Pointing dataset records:
◆ ◆ ◆
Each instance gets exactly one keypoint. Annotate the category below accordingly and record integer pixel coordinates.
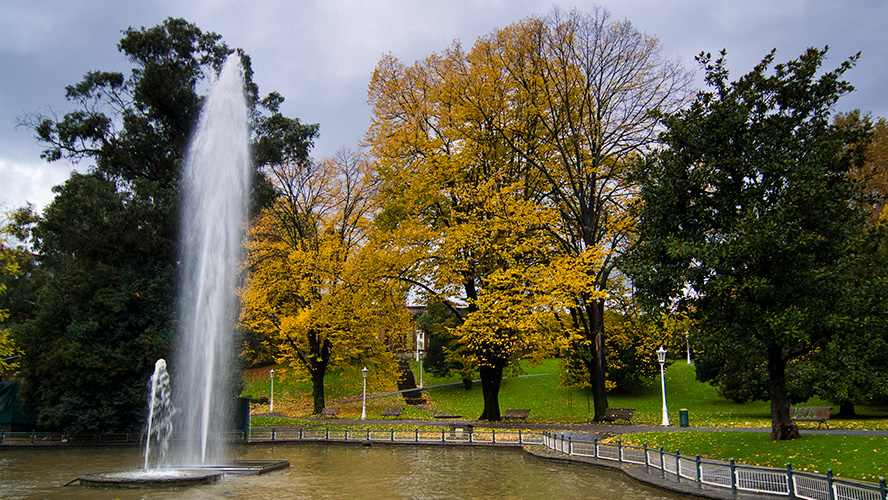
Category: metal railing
(450, 435)
(729, 475)
(34, 437)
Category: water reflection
(335, 471)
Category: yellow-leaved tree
(464, 220)
(564, 104)
(312, 287)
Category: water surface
(335, 471)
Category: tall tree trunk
(846, 409)
(596, 362)
(317, 389)
(491, 379)
(782, 427)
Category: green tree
(106, 244)
(746, 224)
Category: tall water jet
(213, 217)
(160, 414)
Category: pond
(335, 471)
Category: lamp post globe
(364, 398)
(661, 356)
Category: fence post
(678, 465)
(733, 476)
(829, 481)
(790, 482)
(699, 473)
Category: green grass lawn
(853, 457)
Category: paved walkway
(583, 429)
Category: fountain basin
(180, 477)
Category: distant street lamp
(271, 400)
(420, 350)
(661, 355)
(364, 401)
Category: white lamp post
(420, 347)
(271, 400)
(661, 355)
(364, 401)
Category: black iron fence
(729, 475)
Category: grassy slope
(856, 457)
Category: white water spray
(160, 414)
(213, 215)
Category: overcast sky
(320, 54)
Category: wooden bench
(329, 412)
(516, 414)
(392, 412)
(819, 414)
(612, 414)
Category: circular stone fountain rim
(139, 479)
(202, 474)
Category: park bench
(819, 414)
(516, 414)
(612, 414)
(392, 412)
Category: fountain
(160, 413)
(214, 212)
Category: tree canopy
(534, 127)
(746, 222)
(312, 290)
◆ ◆ ◆
Requirement:
Reproduce every one of the records above word for word, omitting the pictures from your answer.

Output of the exercise:
Each instance gets exactly one keypoint. Annotate the category below accordingly and record integer pixel coordinates.
Category: metal railing
(450, 435)
(729, 475)
(34, 437)
Category: water reflection
(335, 471)
Category: yellow-leaved tree
(464, 220)
(564, 104)
(312, 287)
Category: water surface
(335, 471)
Category: tall tree trunk
(846, 409)
(596, 362)
(317, 389)
(491, 379)
(782, 427)
Category: green tree
(106, 244)
(746, 224)
Category: tall water jet
(213, 217)
(160, 414)
Category: pond
(335, 471)
Category: lamp post globe
(364, 398)
(661, 356)
Category: fence post
(678, 465)
(733, 476)
(829, 481)
(790, 482)
(699, 473)
Category: green grass lawn
(853, 457)
Category: paved walkway
(583, 429)
Category: fountain basin
(180, 477)
Category: distant street lamp
(271, 400)
(420, 350)
(661, 355)
(364, 401)
Category: white lamp post
(420, 347)
(271, 400)
(661, 355)
(364, 401)
Category: black iron fence
(729, 475)
Category: grassy slope
(856, 457)
Category: white water spray
(160, 414)
(213, 215)
Category: overcast sky
(320, 54)
Category: wooden bench
(329, 412)
(516, 414)
(392, 412)
(819, 414)
(612, 414)
Category: circular stone fountain rim
(139, 479)
(202, 474)
Category: park bench
(819, 414)
(516, 414)
(612, 414)
(392, 412)
Category: fountain
(160, 413)
(214, 212)
Category: tree canopy
(534, 127)
(746, 222)
(312, 290)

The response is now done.